Dataset excerpts
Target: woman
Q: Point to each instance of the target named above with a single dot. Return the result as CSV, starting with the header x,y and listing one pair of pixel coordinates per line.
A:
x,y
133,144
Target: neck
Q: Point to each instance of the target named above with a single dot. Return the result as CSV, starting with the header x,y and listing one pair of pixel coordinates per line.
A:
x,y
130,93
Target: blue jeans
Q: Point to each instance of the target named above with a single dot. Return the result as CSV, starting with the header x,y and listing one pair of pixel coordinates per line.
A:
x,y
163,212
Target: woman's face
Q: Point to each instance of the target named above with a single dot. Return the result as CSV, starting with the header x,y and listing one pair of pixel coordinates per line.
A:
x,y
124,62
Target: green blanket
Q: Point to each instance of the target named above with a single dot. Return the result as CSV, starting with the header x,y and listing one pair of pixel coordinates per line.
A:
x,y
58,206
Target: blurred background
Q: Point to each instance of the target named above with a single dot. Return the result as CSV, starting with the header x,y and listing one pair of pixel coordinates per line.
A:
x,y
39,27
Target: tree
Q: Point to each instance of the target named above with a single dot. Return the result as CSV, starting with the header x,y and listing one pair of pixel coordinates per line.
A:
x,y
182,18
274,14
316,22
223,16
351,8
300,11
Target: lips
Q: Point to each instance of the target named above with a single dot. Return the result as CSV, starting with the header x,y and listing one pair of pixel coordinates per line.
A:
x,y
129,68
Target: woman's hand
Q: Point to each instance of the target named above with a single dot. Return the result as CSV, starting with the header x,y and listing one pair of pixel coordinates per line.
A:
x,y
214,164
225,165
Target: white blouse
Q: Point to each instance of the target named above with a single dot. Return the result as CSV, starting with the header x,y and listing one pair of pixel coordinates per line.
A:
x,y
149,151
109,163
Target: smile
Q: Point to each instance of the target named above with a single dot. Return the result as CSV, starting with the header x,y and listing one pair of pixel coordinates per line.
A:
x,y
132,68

▶ **EXERCISE DIRECTIONS**
Scan the data above. Return every line with "woman" in it.

▶ **FINISHED EXERCISE**
Target: woman
Target: woman's face
Target: woman's hand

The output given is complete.